**TASK BRIEF**. Find the line containing "cornice. Do not add anything beyond the points.". Retype it and every later line of the records exactly, leaving out pictures.

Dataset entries
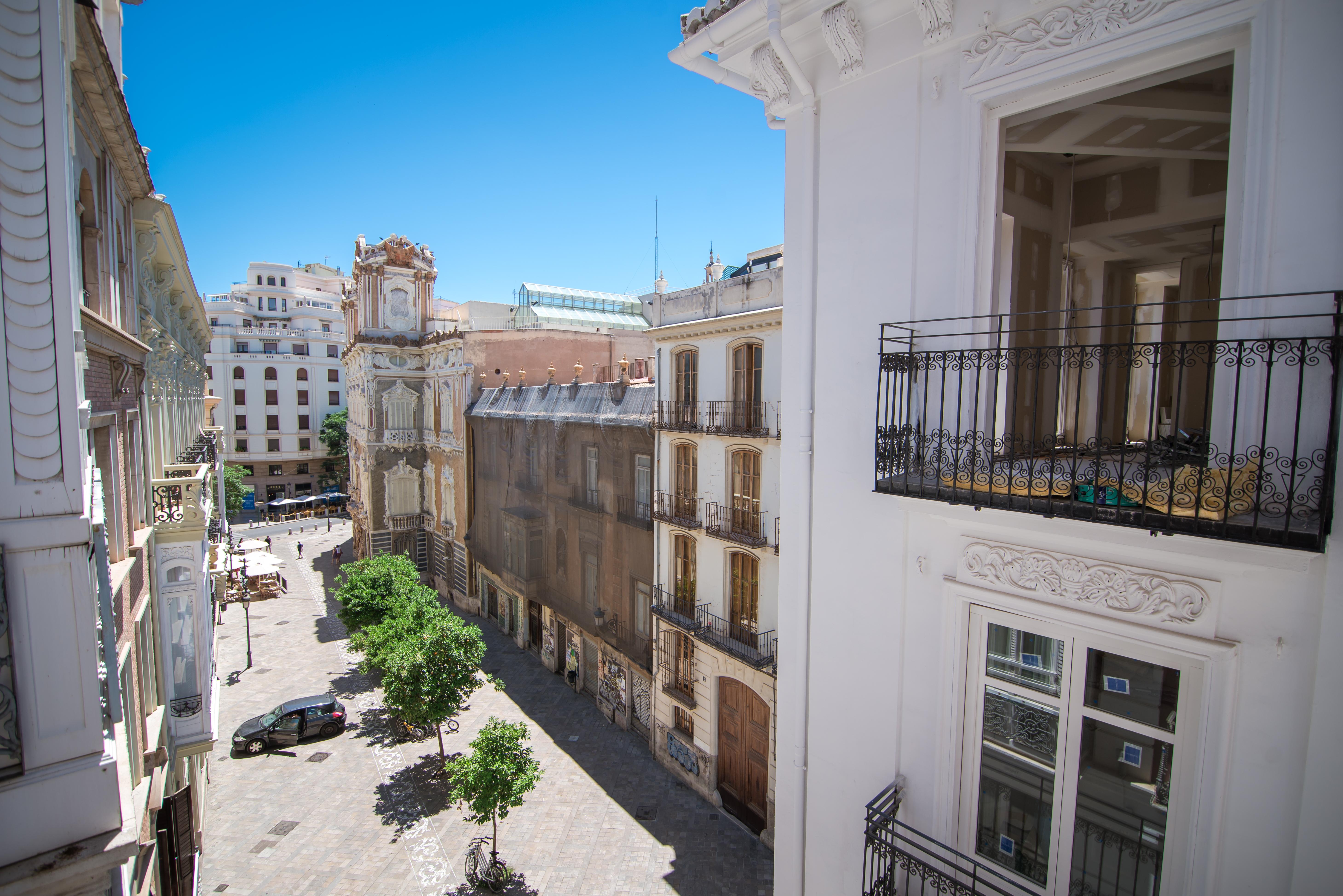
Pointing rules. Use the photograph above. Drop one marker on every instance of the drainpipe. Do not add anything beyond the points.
(801, 239)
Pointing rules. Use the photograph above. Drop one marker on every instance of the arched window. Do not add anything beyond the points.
(747, 373)
(686, 481)
(683, 571)
(687, 368)
(746, 596)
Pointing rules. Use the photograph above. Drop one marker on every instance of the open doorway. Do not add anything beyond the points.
(1114, 212)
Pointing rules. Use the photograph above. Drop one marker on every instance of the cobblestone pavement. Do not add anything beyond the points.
(360, 813)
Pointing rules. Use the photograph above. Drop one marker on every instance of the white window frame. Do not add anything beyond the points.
(1208, 737)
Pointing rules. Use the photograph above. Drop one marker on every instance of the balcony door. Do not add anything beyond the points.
(746, 492)
(1080, 757)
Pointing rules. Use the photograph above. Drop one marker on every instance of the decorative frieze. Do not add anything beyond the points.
(1112, 588)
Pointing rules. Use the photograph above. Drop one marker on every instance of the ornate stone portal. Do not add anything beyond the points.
(407, 384)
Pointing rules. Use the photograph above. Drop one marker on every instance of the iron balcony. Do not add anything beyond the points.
(737, 525)
(676, 510)
(1208, 418)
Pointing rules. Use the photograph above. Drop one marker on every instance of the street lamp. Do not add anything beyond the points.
(248, 616)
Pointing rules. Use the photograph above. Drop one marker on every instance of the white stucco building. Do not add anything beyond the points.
(1060, 595)
(716, 536)
(274, 364)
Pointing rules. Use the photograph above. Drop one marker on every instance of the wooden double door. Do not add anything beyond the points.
(745, 753)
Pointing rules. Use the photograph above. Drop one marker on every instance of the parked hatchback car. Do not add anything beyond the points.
(291, 722)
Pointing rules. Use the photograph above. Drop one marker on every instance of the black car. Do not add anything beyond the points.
(291, 722)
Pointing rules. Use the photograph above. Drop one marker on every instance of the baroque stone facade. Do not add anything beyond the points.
(407, 389)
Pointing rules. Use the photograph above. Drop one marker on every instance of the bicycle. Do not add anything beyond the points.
(492, 871)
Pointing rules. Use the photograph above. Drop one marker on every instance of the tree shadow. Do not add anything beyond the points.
(714, 855)
(518, 886)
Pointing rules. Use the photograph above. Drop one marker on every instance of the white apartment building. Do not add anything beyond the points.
(274, 364)
(1061, 600)
(716, 533)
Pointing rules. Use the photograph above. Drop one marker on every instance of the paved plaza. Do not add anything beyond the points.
(360, 813)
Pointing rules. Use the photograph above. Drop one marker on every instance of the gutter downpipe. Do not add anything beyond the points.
(804, 141)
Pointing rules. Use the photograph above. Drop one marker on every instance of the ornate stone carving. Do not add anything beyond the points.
(769, 80)
(844, 35)
(935, 17)
(1059, 30)
(1122, 589)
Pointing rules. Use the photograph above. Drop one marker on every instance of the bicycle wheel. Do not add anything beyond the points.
(499, 876)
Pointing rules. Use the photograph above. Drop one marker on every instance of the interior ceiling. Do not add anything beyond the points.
(1185, 119)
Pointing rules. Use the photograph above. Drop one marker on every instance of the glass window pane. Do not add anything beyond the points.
(1017, 784)
(1025, 659)
(1123, 788)
(1139, 691)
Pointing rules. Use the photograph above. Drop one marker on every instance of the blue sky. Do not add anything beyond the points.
(520, 141)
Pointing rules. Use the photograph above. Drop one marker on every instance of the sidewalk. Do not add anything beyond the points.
(606, 817)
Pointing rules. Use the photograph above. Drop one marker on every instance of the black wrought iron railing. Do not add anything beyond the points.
(679, 610)
(741, 525)
(900, 860)
(738, 419)
(1208, 418)
(593, 500)
(633, 512)
(677, 510)
(739, 639)
(677, 416)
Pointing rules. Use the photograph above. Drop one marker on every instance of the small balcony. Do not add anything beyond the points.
(677, 416)
(1216, 419)
(677, 510)
(737, 525)
(634, 513)
(589, 500)
(899, 859)
(739, 639)
(746, 419)
(677, 610)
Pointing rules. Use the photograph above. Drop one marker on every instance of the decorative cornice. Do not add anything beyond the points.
(844, 35)
(1060, 30)
(769, 80)
(935, 17)
(1123, 591)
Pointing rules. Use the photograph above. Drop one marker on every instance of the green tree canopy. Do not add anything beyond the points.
(370, 589)
(497, 776)
(234, 490)
(432, 670)
(335, 434)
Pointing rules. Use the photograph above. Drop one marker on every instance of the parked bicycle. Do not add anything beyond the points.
(492, 871)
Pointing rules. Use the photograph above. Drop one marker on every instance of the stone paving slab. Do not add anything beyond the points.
(371, 819)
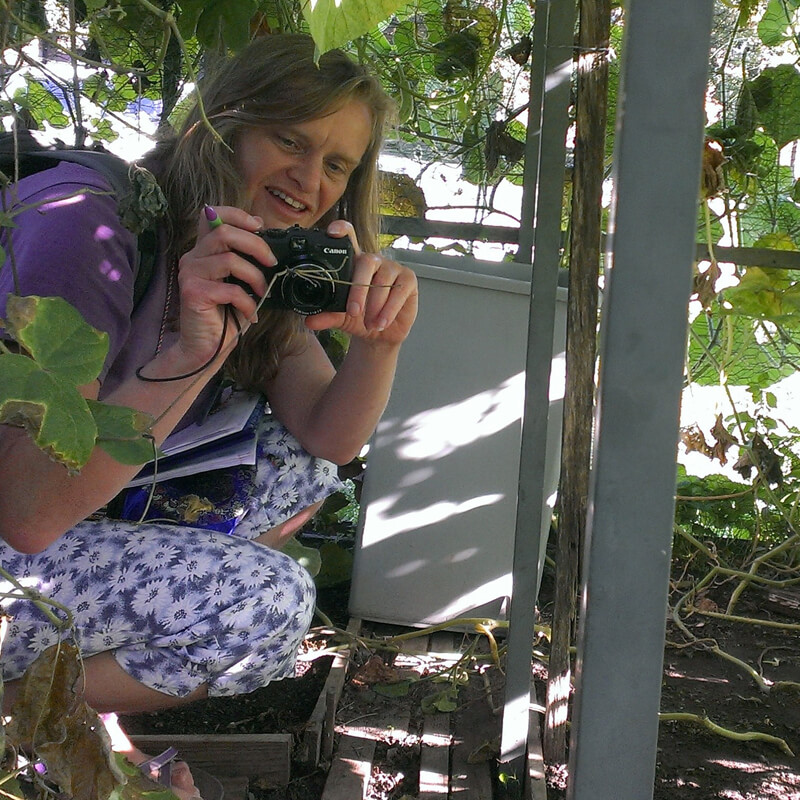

**SOLVED EXERCISE**.
Pointing rules. Use the photograph above. Drop one marker on every instance of the decorative cornice. Do not add anything beyond the points.
(844, 35)
(1060, 30)
(769, 80)
(935, 17)
(1123, 591)
Pointing rules. Use the photograph above. Drop one marker on every instance of the green tree canopy. Do not add anything beyond the points.
(370, 589)
(497, 776)
(234, 490)
(432, 670)
(335, 434)
Pointing rules. Use the photograph above. Drop one marker on every instance of the parked bicycle. Do not add anything beyond the points.
(492, 871)
Pointing rules. Use the photograph above. Drop one marker on every instance of the stone paving slab. Do not add anything beyond the points.
(371, 819)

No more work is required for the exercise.